Given instruction 1: In the tunnel-boring description, at what angle are the curved holes drilled from the drifts inclined?
Given instruction 2: Filter the rows and keep only the lines that contain the word "shoelace".

This invention relates to a method for boring a large-section tunnel safely and quickly by reinforcing and improving in advance the ground over the full length of the tunnel section, which includes; boring a top drift (2) through the full length of the tunnel (1) section, drilling curved holes inclined in forward or backward directions at an angle of about 45 degrees at preset intervals from the top drift (2) along the peripheral edges of the sections of the tunnel (1) by using ordinary small bore rock drills and curved steel pipes (3), pulling off the steel pipes (3) after inserting injection pipes into the drilled holes, injecting grout into the ground surrounding the tunnel through the injection pipes to develop artificial ground arches (4), excavating the tunnel (1), advancing suspension forms (6) and placing concrete for secondary lining.

Description

TECHNICAL FIELD
The present invention relates to a construction method for boring a large-section tunnel safely and quickly by reinforcing and improving the ground surrounding the tunnel to develop artificial ground arches.
BACKGROUND ART
A construction method for boring a tunnel through weak ground by reinforcing the ground to increase its capability of self-support and prevent the tunnel from collapsing is shown in publication of patent application JP-1989-137094.
In this prior art, injection holes are drilled from the face of the tunnel into the ground surrounding the tunnel toward the tunneling direction. Then injection pipes are inserted into the drilled holes to inject grout into the injection holes for reinforcing the ground surrounding the tunnel. After the ground is reinforced, the reinforced part of the ground is excavated, and timbered and/or lined. The steps stated above are repeated to bore the tunnel.
DISCLOSURE OF THE INVENTION
In this prior construction method, however, drilling and injecting steps for reinforcing the ground, and excavating and lining steps for tunnel boring have to be repeated one after another at the face, so that the construction works are complicated and inefficient which result in a longer construction period.
An object of the present invention is to provide a construction method for boring a large-section tunnel safely and quickly by reinforcing and improving in advance the ground over the full length of the tunnel section.
In the sardine-bone construction method for large-section tunnel (SBR Construction Method) of the present invention, for solving the problem stated above, drifts are bored through the full length of the tunnel section, then curved holes inclined in forward or backward directions at an angle of about 45 degrees are drilled at preset intervals from the drifts along the peripheral edges of the sections of the tunnel by using ordinary small bore rock drills and curved steel pipes, the steel pipes are pulled off after injection pipes are inserted into the drilled holes, grout is injected into the ground surrounding the tunnel through the injection pipes to develop artificial ground arches, then the tunnel is excavated, suspension forms are advanced and concrete is placed for secondary lining, whereby the tunnel is bored.

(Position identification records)
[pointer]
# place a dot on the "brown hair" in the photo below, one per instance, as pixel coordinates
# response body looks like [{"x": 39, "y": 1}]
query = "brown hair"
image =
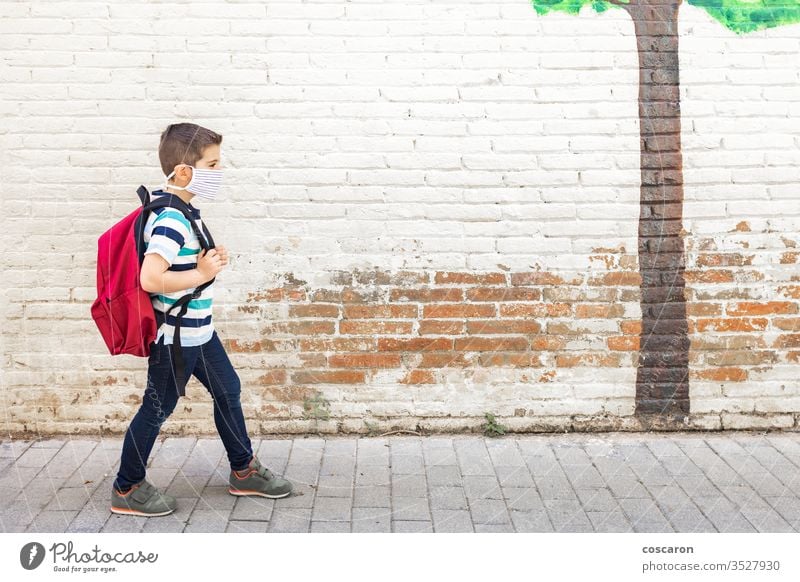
[{"x": 183, "y": 143}]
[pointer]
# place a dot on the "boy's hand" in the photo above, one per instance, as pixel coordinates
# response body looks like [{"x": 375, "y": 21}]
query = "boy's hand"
[{"x": 211, "y": 262}]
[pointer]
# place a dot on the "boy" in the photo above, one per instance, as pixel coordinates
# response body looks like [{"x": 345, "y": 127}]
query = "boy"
[{"x": 175, "y": 265}]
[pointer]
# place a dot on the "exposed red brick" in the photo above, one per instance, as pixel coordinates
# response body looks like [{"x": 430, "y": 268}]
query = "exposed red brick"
[
  {"x": 724, "y": 260},
  {"x": 536, "y": 310},
  {"x": 366, "y": 326},
  {"x": 314, "y": 310},
  {"x": 338, "y": 344},
  {"x": 414, "y": 344},
  {"x": 443, "y": 360},
  {"x": 309, "y": 327},
  {"x": 479, "y": 344},
  {"x": 328, "y": 377},
  {"x": 787, "y": 323},
  {"x": 427, "y": 295},
  {"x": 601, "y": 360},
  {"x": 792, "y": 291},
  {"x": 750, "y": 308},
  {"x": 364, "y": 360},
  {"x": 279, "y": 294},
  {"x": 695, "y": 309},
  {"x": 721, "y": 374},
  {"x": 458, "y": 278},
  {"x": 548, "y": 343},
  {"x": 458, "y": 310},
  {"x": 709, "y": 276},
  {"x": 509, "y": 359},
  {"x": 442, "y": 327},
  {"x": 542, "y": 278},
  {"x": 731, "y": 324},
  {"x": 390, "y": 311},
  {"x": 419, "y": 377},
  {"x": 606, "y": 310},
  {"x": 789, "y": 340},
  {"x": 623, "y": 343},
  {"x": 504, "y": 326},
  {"x": 272, "y": 377},
  {"x": 631, "y": 327},
  {"x": 503, "y": 294},
  {"x": 617, "y": 278}
]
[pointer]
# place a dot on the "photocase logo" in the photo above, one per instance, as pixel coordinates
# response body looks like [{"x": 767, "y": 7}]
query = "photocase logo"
[{"x": 31, "y": 555}]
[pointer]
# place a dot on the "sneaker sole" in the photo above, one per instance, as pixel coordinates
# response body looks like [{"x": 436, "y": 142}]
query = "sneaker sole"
[
  {"x": 122, "y": 511},
  {"x": 244, "y": 492}
]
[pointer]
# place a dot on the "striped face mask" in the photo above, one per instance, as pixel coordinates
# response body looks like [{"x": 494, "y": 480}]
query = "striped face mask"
[{"x": 204, "y": 183}]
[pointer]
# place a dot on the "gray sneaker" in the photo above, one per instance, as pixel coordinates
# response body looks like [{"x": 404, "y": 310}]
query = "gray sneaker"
[
  {"x": 256, "y": 479},
  {"x": 142, "y": 499}
]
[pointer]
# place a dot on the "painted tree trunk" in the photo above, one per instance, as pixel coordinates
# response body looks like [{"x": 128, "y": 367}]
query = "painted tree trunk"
[{"x": 662, "y": 381}]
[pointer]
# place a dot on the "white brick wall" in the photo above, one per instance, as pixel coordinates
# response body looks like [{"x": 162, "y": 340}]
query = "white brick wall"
[{"x": 454, "y": 135}]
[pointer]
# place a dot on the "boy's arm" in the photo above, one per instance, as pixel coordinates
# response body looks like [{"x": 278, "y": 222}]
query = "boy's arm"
[{"x": 155, "y": 278}]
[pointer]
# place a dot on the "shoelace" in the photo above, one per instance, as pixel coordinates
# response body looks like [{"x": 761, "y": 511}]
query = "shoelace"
[{"x": 263, "y": 471}]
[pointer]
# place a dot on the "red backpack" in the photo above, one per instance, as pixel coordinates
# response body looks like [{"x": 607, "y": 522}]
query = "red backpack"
[{"x": 123, "y": 311}]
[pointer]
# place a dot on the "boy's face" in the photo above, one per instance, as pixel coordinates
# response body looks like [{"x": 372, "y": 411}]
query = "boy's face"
[{"x": 210, "y": 160}]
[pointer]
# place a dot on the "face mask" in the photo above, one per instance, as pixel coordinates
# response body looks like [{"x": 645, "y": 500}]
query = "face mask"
[{"x": 204, "y": 183}]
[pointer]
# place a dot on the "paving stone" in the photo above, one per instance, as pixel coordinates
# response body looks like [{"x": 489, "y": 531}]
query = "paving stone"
[
  {"x": 482, "y": 487},
  {"x": 216, "y": 498},
  {"x": 494, "y": 528},
  {"x": 488, "y": 511},
  {"x": 236, "y": 526},
  {"x": 48, "y": 443},
  {"x": 448, "y": 498},
  {"x": 173, "y": 452},
  {"x": 36, "y": 457},
  {"x": 301, "y": 496},
  {"x": 523, "y": 499},
  {"x": 176, "y": 521},
  {"x": 409, "y": 486},
  {"x": 410, "y": 508},
  {"x": 609, "y": 521},
  {"x": 184, "y": 485},
  {"x": 301, "y": 474},
  {"x": 505, "y": 453},
  {"x": 372, "y": 496},
  {"x": 615, "y": 483},
  {"x": 208, "y": 520},
  {"x": 373, "y": 452},
  {"x": 443, "y": 475},
  {"x": 331, "y": 509},
  {"x": 248, "y": 508},
  {"x": 307, "y": 452},
  {"x": 517, "y": 476},
  {"x": 89, "y": 519},
  {"x": 51, "y": 521},
  {"x": 531, "y": 521},
  {"x": 125, "y": 523},
  {"x": 372, "y": 520},
  {"x": 407, "y": 465},
  {"x": 290, "y": 520},
  {"x": 335, "y": 486},
  {"x": 373, "y": 475},
  {"x": 69, "y": 498},
  {"x": 330, "y": 527},
  {"x": 400, "y": 526},
  {"x": 599, "y": 500},
  {"x": 452, "y": 521}
]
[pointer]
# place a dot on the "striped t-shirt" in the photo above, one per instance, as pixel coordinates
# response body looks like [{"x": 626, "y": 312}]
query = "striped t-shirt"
[{"x": 168, "y": 233}]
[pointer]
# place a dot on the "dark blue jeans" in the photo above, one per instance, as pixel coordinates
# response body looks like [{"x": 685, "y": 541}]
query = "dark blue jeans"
[{"x": 210, "y": 365}]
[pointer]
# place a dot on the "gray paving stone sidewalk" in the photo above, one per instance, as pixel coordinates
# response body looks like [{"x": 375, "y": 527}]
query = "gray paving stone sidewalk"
[{"x": 601, "y": 482}]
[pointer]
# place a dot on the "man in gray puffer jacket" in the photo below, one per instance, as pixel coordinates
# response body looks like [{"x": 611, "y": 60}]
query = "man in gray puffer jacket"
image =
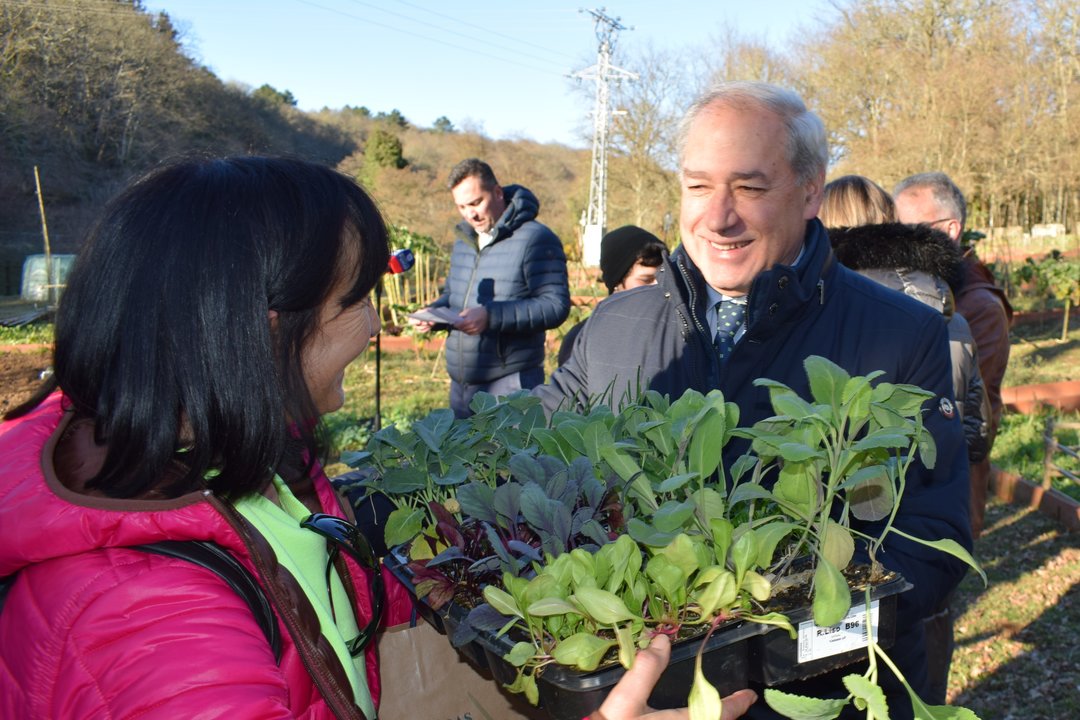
[
  {"x": 508, "y": 284},
  {"x": 923, "y": 263}
]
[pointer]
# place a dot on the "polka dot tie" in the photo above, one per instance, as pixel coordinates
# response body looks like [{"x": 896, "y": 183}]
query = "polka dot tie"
[{"x": 728, "y": 321}]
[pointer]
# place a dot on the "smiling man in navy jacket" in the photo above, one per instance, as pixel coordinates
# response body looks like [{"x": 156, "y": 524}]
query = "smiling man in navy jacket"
[{"x": 752, "y": 291}]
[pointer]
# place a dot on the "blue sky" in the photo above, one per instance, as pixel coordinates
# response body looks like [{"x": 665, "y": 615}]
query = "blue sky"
[{"x": 495, "y": 67}]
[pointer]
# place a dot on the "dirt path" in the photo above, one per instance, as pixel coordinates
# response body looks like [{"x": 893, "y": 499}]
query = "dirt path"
[{"x": 21, "y": 372}]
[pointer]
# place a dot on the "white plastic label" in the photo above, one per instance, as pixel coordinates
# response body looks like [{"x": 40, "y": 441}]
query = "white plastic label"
[{"x": 849, "y": 634}]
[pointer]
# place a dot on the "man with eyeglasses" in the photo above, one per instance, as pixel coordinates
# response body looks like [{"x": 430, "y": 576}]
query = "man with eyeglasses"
[
  {"x": 753, "y": 290},
  {"x": 934, "y": 200}
]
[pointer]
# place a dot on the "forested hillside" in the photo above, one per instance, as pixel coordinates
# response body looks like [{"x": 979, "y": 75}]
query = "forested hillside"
[{"x": 96, "y": 91}]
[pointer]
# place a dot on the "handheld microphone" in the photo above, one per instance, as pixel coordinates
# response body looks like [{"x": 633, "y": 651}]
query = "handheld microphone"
[{"x": 400, "y": 261}]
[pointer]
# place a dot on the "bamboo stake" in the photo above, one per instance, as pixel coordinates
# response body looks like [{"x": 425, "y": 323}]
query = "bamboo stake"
[{"x": 44, "y": 231}]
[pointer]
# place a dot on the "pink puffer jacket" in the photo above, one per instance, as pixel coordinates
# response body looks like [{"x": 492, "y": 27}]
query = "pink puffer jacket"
[{"x": 94, "y": 629}]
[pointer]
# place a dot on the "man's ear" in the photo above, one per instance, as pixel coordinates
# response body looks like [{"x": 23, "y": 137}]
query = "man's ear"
[{"x": 814, "y": 195}]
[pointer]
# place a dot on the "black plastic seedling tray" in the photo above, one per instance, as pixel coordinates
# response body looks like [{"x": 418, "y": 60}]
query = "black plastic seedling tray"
[
  {"x": 774, "y": 657},
  {"x": 445, "y": 620},
  {"x": 733, "y": 656},
  {"x": 569, "y": 694}
]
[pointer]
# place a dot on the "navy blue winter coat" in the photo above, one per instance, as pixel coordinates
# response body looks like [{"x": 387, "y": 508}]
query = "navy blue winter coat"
[
  {"x": 521, "y": 280},
  {"x": 657, "y": 337}
]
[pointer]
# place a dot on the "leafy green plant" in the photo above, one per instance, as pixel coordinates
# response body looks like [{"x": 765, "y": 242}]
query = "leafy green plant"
[
  {"x": 1053, "y": 275},
  {"x": 32, "y": 333},
  {"x": 584, "y": 537}
]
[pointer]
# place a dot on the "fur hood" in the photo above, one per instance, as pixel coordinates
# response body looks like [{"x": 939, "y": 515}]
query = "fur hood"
[{"x": 894, "y": 245}]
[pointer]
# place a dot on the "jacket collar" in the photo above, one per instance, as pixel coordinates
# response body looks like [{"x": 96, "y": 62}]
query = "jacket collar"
[
  {"x": 777, "y": 296},
  {"x": 522, "y": 206}
]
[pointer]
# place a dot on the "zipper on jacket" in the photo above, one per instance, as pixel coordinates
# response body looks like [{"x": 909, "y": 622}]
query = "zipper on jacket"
[{"x": 341, "y": 705}]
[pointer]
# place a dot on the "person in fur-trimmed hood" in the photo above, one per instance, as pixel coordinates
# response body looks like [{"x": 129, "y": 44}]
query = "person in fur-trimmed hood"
[{"x": 926, "y": 265}]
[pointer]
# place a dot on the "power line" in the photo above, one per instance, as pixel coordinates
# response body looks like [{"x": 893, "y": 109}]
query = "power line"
[
  {"x": 516, "y": 40},
  {"x": 472, "y": 50},
  {"x": 484, "y": 40}
]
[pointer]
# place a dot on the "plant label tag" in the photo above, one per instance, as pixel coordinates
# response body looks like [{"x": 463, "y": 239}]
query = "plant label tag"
[{"x": 849, "y": 634}]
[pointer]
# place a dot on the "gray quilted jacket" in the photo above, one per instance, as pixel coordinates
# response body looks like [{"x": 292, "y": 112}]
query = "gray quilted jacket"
[{"x": 521, "y": 280}]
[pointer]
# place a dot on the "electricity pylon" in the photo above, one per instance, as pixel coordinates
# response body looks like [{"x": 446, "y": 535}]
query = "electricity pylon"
[{"x": 594, "y": 219}]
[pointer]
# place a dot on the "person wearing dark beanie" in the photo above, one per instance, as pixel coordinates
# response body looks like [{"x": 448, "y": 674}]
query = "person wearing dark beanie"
[{"x": 629, "y": 258}]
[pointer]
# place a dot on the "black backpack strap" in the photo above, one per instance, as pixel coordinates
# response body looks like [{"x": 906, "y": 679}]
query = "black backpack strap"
[{"x": 220, "y": 562}]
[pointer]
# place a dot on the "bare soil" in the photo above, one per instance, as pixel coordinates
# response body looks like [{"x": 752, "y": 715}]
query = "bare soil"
[{"x": 21, "y": 368}]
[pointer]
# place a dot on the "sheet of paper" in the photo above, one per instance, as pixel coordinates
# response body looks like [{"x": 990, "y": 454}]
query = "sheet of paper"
[{"x": 436, "y": 315}]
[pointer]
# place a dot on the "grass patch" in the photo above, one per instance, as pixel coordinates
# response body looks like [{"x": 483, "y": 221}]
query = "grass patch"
[
  {"x": 1016, "y": 652},
  {"x": 1038, "y": 355},
  {"x": 31, "y": 334},
  {"x": 412, "y": 385}
]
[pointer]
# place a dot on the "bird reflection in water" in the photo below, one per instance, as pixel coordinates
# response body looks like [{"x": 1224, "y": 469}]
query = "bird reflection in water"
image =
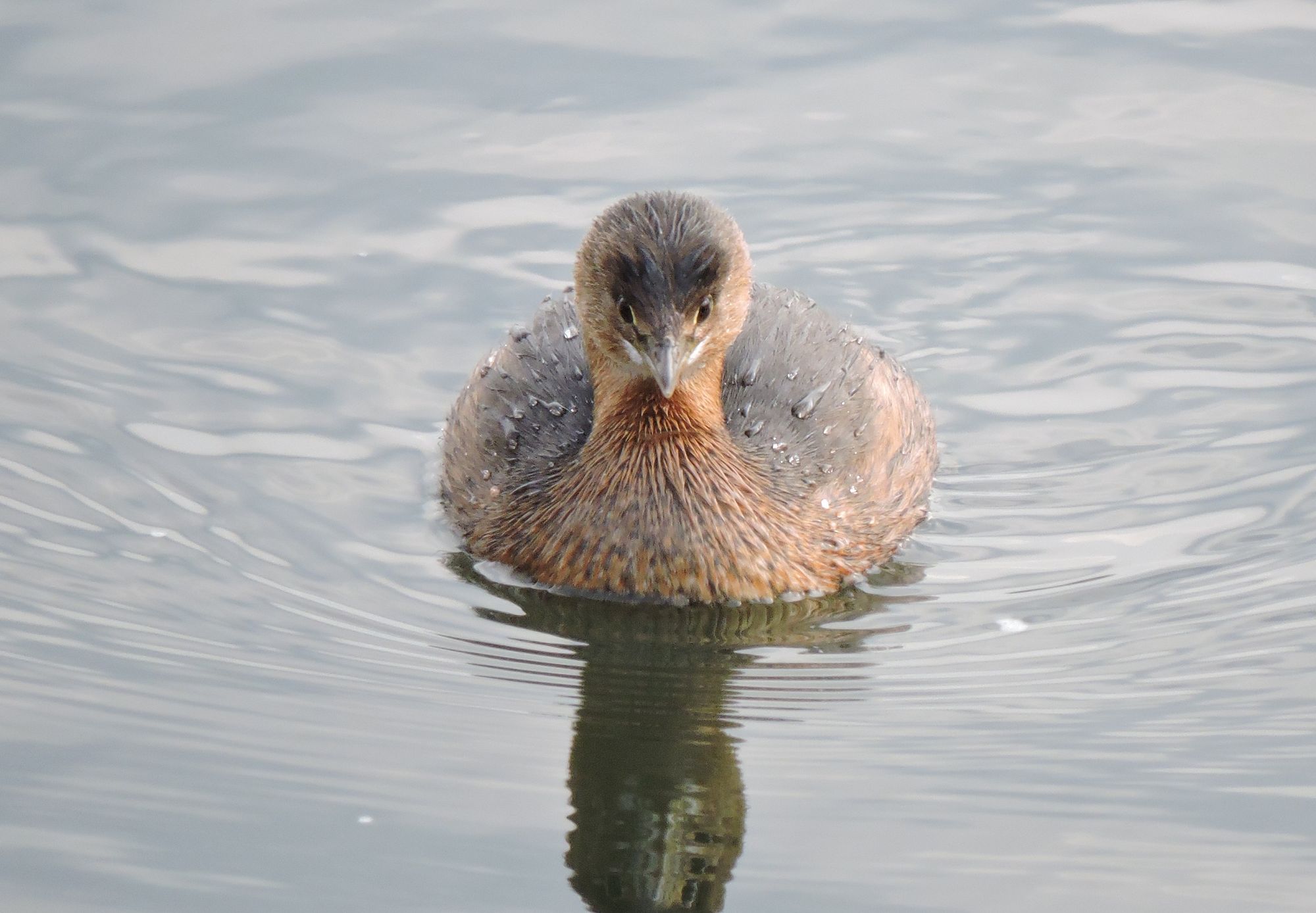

Finished answer 1: At an angle of about 45 degrees, in forward or backward directions.

Finished answer 2:
# place a dot on the "shoelace" in the photo above, one per instance, as pixel coordinates
query = "shoelace"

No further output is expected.